◆ EXERCISE INPUT ◆

--

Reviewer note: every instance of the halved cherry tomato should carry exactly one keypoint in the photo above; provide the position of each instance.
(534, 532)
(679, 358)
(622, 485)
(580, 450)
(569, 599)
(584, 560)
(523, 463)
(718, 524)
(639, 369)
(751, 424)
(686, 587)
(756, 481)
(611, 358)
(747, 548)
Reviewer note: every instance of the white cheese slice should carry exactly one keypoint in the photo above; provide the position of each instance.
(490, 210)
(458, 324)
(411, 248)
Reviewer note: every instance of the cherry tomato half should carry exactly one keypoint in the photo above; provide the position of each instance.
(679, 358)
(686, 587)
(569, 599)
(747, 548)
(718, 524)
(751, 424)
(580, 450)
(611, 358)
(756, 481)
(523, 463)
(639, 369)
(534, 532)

--

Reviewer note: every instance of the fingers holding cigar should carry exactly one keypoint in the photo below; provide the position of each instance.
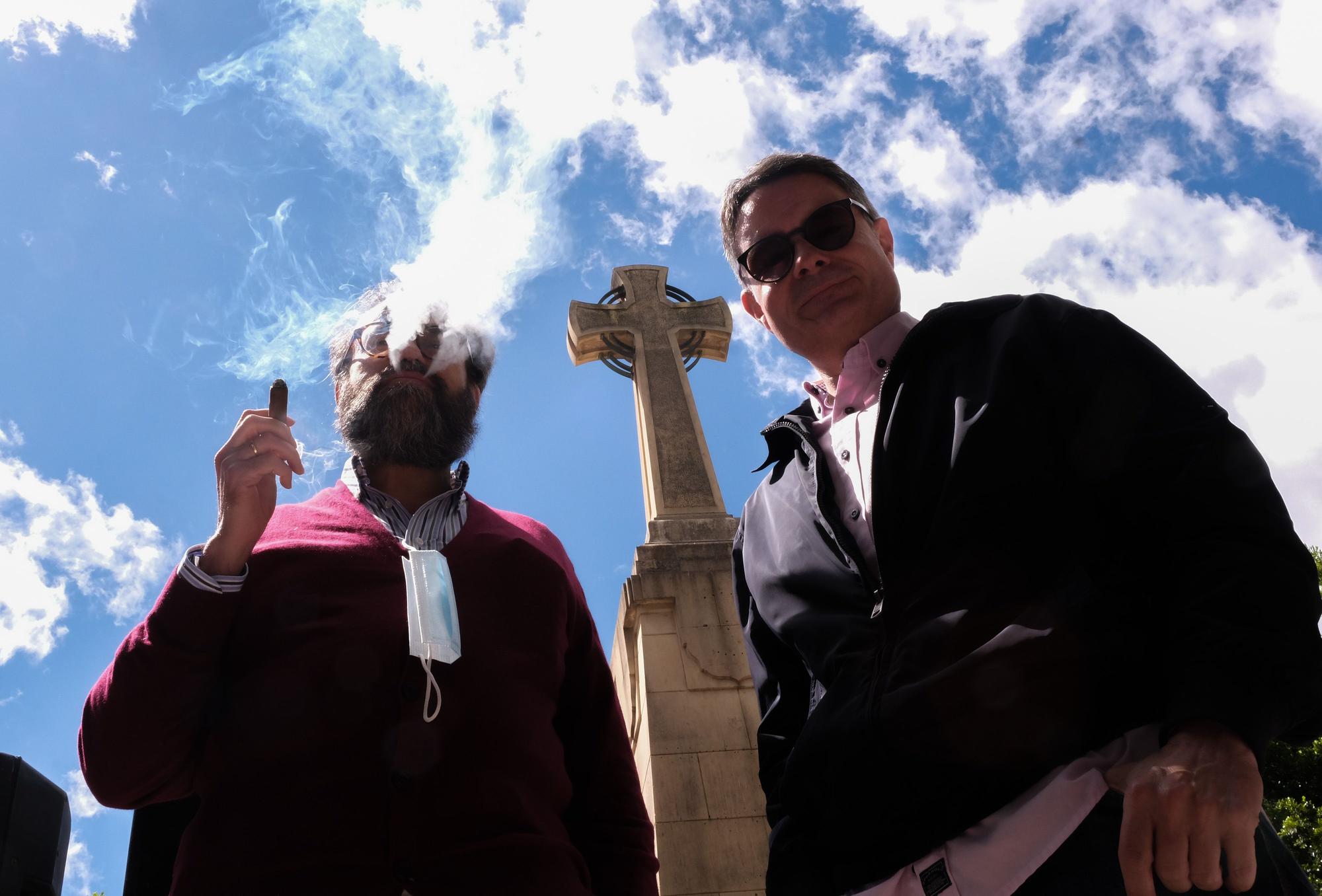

--

◆ TASK STATEMENT ◆
Count the lines in the entries above that contain the string "tomato" and reply with only that number.

◆ PROBLEM SOLUTION ◆
2